I’ve put off updating this journal for a couple of weeks, partially because I wanted to give both of my regular readers extra time to read about Rebecca, but also because, well, I’ve been lazy. Bad Richard. No biscuit.
So, a quick update on what’s been going on.
Last week, everyone in my office went to a distance learning conference at the Moscone Center in San Francisco. My boss picked me up and we drove to Walnut Creek, where we picked up BART to Market Street (I thought of my friend Little Owl as I did so), and that was, on the whole, less exciting than I thought it would be — though I did get stuck behind the stupid gate on my way out of the station after we got back to Walnut Creek. I was pretty darn embarrassed, I can tell you.
The conference itself was pretty interesting. While we in our office are in the process of evaluating an ILM (Intergrated Learning Management) product called Moodle — which we are liking so far, partially because it’s written in PHP and is open-source — we found that there are plenty of other really expensive products that we could spend a year’s budget on. And plenty of on-line services ready to take the rest of our money as well. We only found one product that looked particularly valuable because of its ability to transform Power Point presentations into Flash files, but we’re not convinced that it would be a better investment than OpenOffice.org — which is free but less full-featured — would be. It was also an opportunity to do some networking, which I did a little of.

§ **DATA PROVIDED**:
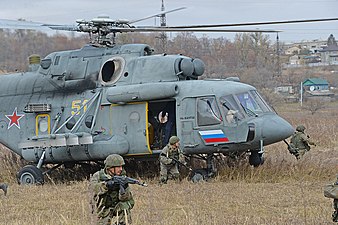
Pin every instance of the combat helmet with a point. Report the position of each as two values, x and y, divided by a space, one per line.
173 140
113 160
300 128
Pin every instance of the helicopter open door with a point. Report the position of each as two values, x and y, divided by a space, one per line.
202 118
129 122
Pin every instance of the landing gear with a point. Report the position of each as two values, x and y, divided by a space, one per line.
256 158
204 173
30 174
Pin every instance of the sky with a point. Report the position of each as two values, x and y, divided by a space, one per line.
197 12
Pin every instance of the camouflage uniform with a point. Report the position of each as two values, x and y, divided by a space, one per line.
300 142
168 165
4 187
111 205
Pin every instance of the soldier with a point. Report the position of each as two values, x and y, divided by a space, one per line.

§ **THE PROBLEM**: Reproduce the journal entry above word for word, from "The conference itself" to "a little of.".

§ **PROBLEM SOLUTION**:
The conference itself was pretty interesting. While we in our office are in the process of evaluating an ILM (Intergrated Learning Management) product called Moodle — which we are liking so far, partially because it’s written in PHP and is open-source — we found that there are plenty of other really expensive products that we could spend a year’s budget on. And plenty of on-line services ready to take the rest of our money as well. We only found one product that looked particularly valuable because of its ability to transform Power Point presentations into Flash files, but we’re not convinced that it would be a better investment than OpenOffice.org — which is free but less full-featured — would be. It was also an opportunity to do some networking, which I did a little of.